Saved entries
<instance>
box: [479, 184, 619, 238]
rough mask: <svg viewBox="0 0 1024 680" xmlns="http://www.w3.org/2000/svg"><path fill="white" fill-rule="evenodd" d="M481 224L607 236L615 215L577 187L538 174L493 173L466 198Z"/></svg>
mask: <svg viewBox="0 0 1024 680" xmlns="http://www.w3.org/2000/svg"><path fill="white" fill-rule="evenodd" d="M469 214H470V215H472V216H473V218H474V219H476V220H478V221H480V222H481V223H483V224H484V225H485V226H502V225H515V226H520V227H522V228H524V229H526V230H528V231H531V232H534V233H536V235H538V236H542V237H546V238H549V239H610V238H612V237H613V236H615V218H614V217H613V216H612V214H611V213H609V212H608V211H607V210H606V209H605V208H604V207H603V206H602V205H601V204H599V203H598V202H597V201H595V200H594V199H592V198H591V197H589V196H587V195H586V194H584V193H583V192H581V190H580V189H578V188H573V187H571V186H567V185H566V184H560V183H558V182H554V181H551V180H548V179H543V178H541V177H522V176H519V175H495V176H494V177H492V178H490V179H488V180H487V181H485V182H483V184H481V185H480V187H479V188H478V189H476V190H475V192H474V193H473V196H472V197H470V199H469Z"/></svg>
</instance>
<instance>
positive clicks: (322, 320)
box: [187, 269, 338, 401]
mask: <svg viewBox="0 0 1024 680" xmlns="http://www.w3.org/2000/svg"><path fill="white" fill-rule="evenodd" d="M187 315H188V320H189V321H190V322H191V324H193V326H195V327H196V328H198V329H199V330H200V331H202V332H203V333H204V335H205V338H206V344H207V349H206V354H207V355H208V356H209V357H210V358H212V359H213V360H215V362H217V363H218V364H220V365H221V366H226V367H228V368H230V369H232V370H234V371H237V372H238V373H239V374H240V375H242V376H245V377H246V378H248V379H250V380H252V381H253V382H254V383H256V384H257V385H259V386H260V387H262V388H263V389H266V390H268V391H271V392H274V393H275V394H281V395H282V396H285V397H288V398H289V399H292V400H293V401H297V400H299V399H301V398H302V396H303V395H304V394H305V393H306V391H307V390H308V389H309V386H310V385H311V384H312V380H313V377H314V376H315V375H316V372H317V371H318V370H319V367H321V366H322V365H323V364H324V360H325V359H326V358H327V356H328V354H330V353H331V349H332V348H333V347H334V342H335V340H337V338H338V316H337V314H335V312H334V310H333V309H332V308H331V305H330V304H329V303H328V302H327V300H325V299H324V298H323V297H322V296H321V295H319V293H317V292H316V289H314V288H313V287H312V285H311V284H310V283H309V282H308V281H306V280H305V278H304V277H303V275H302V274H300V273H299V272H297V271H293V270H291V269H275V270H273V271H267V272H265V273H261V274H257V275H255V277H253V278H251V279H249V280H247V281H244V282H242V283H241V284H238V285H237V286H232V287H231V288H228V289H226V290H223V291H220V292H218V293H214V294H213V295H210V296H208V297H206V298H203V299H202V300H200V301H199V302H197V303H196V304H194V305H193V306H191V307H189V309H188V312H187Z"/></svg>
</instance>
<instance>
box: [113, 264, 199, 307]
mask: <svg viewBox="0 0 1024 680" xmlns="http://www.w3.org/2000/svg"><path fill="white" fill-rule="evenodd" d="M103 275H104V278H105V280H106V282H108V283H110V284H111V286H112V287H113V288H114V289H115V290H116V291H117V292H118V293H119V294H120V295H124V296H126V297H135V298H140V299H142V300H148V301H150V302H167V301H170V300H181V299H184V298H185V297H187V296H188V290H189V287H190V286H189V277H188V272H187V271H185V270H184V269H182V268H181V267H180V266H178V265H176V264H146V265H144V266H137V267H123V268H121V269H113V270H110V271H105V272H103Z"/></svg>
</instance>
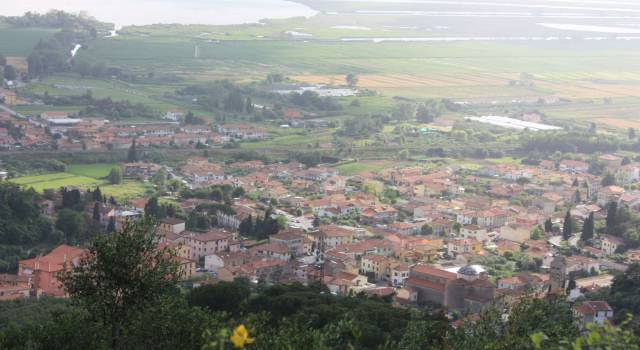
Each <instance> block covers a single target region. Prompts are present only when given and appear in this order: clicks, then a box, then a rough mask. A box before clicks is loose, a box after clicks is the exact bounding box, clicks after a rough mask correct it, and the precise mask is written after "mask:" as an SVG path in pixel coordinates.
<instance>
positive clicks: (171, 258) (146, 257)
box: [59, 221, 180, 350]
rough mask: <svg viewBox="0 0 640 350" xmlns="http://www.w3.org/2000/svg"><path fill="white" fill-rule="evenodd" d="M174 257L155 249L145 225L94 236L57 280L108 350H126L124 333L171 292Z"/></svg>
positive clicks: (152, 232)
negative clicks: (109, 336) (84, 311)
mask: <svg viewBox="0 0 640 350" xmlns="http://www.w3.org/2000/svg"><path fill="white" fill-rule="evenodd" d="M179 277H180V274H179V269H178V264H177V259H175V252H174V251H173V250H171V249H169V248H163V249H159V248H158V247H157V245H156V237H155V234H154V233H153V226H152V225H151V223H150V222H149V221H143V222H138V223H136V224H130V225H128V226H127V227H125V229H124V230H122V231H118V232H115V233H114V234H112V235H108V236H97V237H96V238H95V239H94V240H93V241H92V242H91V244H90V245H89V249H88V253H87V254H86V255H85V256H84V257H83V258H82V259H81V260H80V262H79V264H78V265H76V266H75V267H74V268H73V269H70V270H68V271H65V272H63V273H61V274H60V276H59V279H60V281H61V282H62V285H63V286H64V288H65V290H66V291H67V293H68V294H69V296H70V297H71V299H72V300H73V301H75V302H77V303H78V304H79V305H80V306H81V307H83V308H84V309H86V310H87V311H88V312H89V313H90V314H91V315H92V316H93V317H94V318H95V319H96V320H97V321H98V322H99V323H100V324H102V325H103V326H104V328H105V329H107V330H109V333H110V339H109V342H110V345H111V346H110V348H111V349H115V350H120V349H126V348H129V346H128V345H127V340H126V339H127V338H126V337H127V333H126V332H127V331H128V330H129V328H130V327H131V326H132V325H133V324H135V323H136V320H137V319H138V318H139V317H142V316H143V315H145V314H146V311H148V310H149V309H152V308H154V306H155V305H158V304H161V303H162V301H163V298H164V297H166V296H167V295H169V294H172V293H174V292H175V291H176V288H177V282H178V280H179Z"/></svg>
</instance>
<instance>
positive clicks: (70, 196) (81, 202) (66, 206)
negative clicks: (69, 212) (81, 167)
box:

WHAT IS BEING ASKED
Reproduce the lines of the Saved entries listing from its start through the line containing "224L607 236L615 215L577", inclusive, swapping "rough mask" for "coarse mask" and leaving everything else the same.

REPLY
<instance>
box: [479, 184, 619, 238]
coarse mask: <svg viewBox="0 0 1024 680" xmlns="http://www.w3.org/2000/svg"><path fill="white" fill-rule="evenodd" d="M481 224L607 236L615 215L577 187L538 174L493 173L466 198Z"/></svg>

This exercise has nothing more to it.